### Extract provided
--*--

This well-intended exercise made me realize I couldn’t draw for shit, so I enlisted a friend to illustrate it.  She wasn’t very good either.  It was handwritten, my penmanship never really evolved past kindergarten and I didn’t have too much to write about – one chapter is about the pool and it is two sentences, the pivotal scene involves my eating a chili and spitting it out.  There are only mentions of things I’m glad I didn’t elaborate on as they might have had my grandparents or parents answering to the authorities and no one wants that.  I’m pretty sure the statute of limitations are up, and, well, we survived, and these are the stories you realize make you stronger and I had a pretty kick ass childhood…so here goes, I’m going to rewrite my memories of Pennsylvania.

 

Chapter 1 – The Car Ride
Original text – I like Pennsylvania!  I like the car ride.  I do not like when there is traffic.  I like when we go on the Verrazano Narrows Bridge because we see the Statue of Liberty.

 


 

Rewrite: 
The car ride from our home in Long Island NY to the Poconos in Pennsylvania was a long one.  My grandparents would often take my uncle, cousins and I up for the weekend or for longer stretches in the summer where we would climb aboard their brown econo-van and settle into our seat on the couch in the back with containers of fruit and snacks and immediately start haunting my grandfather with “Are we there yet” within five minutes of pulling out of the driveway.  My grandfather would yell from the driver’s seat “ten minutes” here and there, mostly ignoring us for the two and a half hour drive.  When we got bored we’d throw grapes at other cars from the windows that didn’t really open, they just hinged an inch or two out, which got really hot with no air conditioning.  My grandparents would talk about the other drivers beeping occasionally, but didn’t seem to notice their little band of hoodlums in the back seat were the cause.  There were no seat belts, if you didn’t fit on the couch, you’d often sit on a cooler or just lay on the floor in defeat when you couldn’t fight anymore.  And we fought, giving each other mean red friction injuries we called “Indian burns” and pinning each other down, threatening to dribble a loogy dangling from your mouth to your victim.  I never mastered the loogy threat/slurp, so mostly I was the victim on that one.  Sometimes there was bear wrestling in the back of the van, with the sweet black lab mix named “Bear” who probably just wanted us to sit down and behave too.

--*--

### Required work
In the memoir about childhood trips to Pennsylvania, how long was the drive from Long Island to the Poconos?

--*--

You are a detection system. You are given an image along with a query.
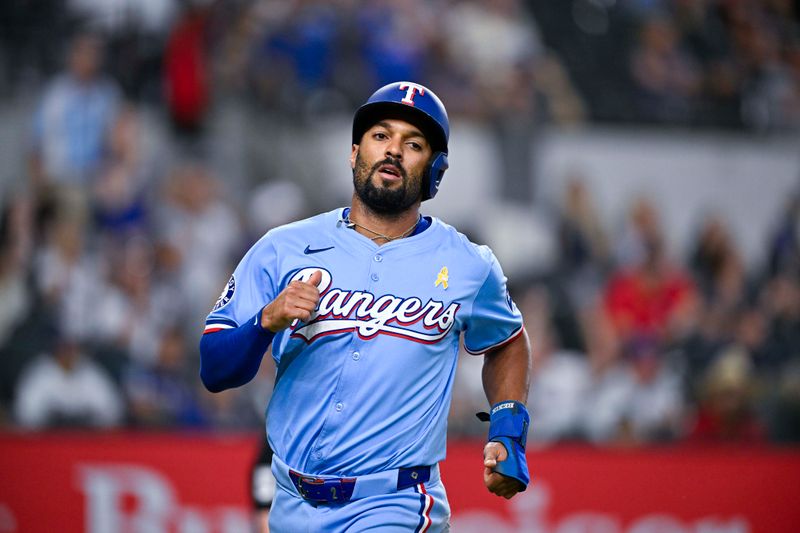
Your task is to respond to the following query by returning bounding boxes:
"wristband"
[477,400,530,491]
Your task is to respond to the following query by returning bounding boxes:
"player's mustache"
[370,156,408,179]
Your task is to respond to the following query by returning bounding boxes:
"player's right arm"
[200,271,322,392]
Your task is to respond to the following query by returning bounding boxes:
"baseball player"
[200,82,530,533]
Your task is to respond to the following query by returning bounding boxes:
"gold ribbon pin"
[433,267,449,289]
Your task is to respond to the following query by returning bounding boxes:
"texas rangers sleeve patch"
[211,276,236,313]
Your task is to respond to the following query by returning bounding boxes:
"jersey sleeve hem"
[464,326,525,355]
[203,318,239,335]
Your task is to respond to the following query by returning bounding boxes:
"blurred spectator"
[768,191,800,279]
[0,202,32,348]
[157,162,243,328]
[631,17,700,123]
[689,347,766,443]
[620,337,684,443]
[31,33,120,190]
[123,328,206,428]
[558,174,611,308]
[518,288,591,442]
[164,2,210,137]
[358,0,438,87]
[604,203,696,342]
[690,217,748,311]
[91,107,149,239]
[14,332,125,429]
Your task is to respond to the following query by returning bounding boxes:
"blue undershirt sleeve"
[200,311,275,392]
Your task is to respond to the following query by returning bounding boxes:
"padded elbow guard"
[478,400,531,490]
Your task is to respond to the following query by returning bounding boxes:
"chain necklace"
[344,213,422,242]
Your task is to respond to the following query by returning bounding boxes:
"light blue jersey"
[206,209,522,476]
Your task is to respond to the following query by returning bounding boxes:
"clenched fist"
[261,270,322,333]
[483,442,525,500]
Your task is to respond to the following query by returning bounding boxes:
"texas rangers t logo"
[399,83,425,106]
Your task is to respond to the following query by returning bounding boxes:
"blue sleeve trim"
[464,326,525,355]
[200,311,275,392]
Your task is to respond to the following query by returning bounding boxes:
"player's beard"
[353,153,422,216]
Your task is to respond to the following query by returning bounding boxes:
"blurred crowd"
[0,0,800,444]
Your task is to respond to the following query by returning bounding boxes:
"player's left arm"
[483,329,531,499]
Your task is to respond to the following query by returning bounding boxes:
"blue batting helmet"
[353,81,450,200]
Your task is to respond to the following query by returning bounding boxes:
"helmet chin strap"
[422,152,450,200]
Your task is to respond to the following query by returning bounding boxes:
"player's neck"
[348,196,419,246]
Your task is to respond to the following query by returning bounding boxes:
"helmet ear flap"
[422,152,450,200]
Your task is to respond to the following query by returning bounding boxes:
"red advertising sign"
[0,433,800,533]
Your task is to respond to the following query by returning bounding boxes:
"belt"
[272,455,439,504]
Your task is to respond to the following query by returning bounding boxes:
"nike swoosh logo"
[303,245,335,255]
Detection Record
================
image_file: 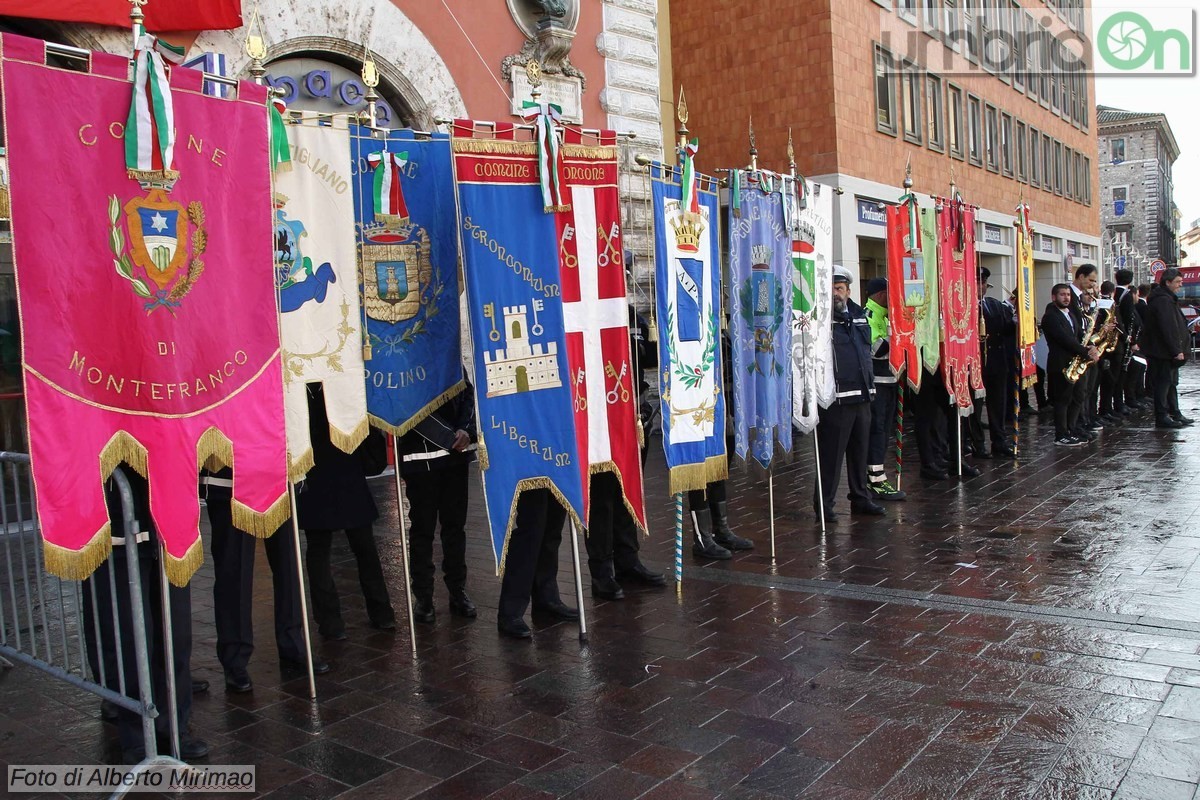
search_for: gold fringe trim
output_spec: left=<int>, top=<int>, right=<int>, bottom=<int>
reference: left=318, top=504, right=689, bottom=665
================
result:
left=288, top=447, right=317, bottom=483
left=100, top=431, right=146, bottom=481
left=196, top=428, right=233, bottom=470
left=162, top=533, right=204, bottom=588
left=229, top=491, right=292, bottom=539
left=367, top=380, right=467, bottom=437
left=667, top=456, right=730, bottom=494
left=450, top=138, right=538, bottom=156
left=328, top=417, right=371, bottom=453
left=560, top=144, right=617, bottom=161
left=42, top=522, right=113, bottom=581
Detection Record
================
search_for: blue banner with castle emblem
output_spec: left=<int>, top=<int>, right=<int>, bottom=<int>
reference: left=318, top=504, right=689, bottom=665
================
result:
left=650, top=163, right=728, bottom=494
left=350, top=126, right=464, bottom=435
left=454, top=138, right=588, bottom=572
left=728, top=173, right=792, bottom=469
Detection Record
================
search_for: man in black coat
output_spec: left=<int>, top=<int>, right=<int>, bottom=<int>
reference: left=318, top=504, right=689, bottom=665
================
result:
left=1141, top=269, right=1193, bottom=428
left=812, top=266, right=884, bottom=522
left=296, top=384, right=396, bottom=640
left=1042, top=283, right=1099, bottom=447
left=400, top=384, right=479, bottom=625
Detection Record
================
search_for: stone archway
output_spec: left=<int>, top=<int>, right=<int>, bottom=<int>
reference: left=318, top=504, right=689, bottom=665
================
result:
left=61, top=0, right=467, bottom=131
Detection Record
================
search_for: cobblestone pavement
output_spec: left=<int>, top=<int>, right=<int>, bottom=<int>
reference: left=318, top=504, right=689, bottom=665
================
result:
left=0, top=365, right=1200, bottom=800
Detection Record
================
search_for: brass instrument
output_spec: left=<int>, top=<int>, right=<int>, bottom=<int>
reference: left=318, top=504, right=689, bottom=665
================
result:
left=1062, top=295, right=1120, bottom=384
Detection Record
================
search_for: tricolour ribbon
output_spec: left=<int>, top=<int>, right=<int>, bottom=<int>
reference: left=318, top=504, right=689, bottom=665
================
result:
left=521, top=100, right=571, bottom=213
left=125, top=32, right=185, bottom=184
left=367, top=150, right=408, bottom=225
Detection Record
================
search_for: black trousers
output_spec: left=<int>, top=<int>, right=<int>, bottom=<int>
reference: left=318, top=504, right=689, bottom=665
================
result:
left=304, top=525, right=396, bottom=636
left=866, top=380, right=899, bottom=467
left=404, top=464, right=470, bottom=597
left=587, top=473, right=641, bottom=579
left=83, top=542, right=192, bottom=752
left=208, top=501, right=305, bottom=675
left=812, top=403, right=871, bottom=512
left=497, top=489, right=566, bottom=619
left=1146, top=359, right=1182, bottom=420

--*--

### Answer to this task
Two and a half hours.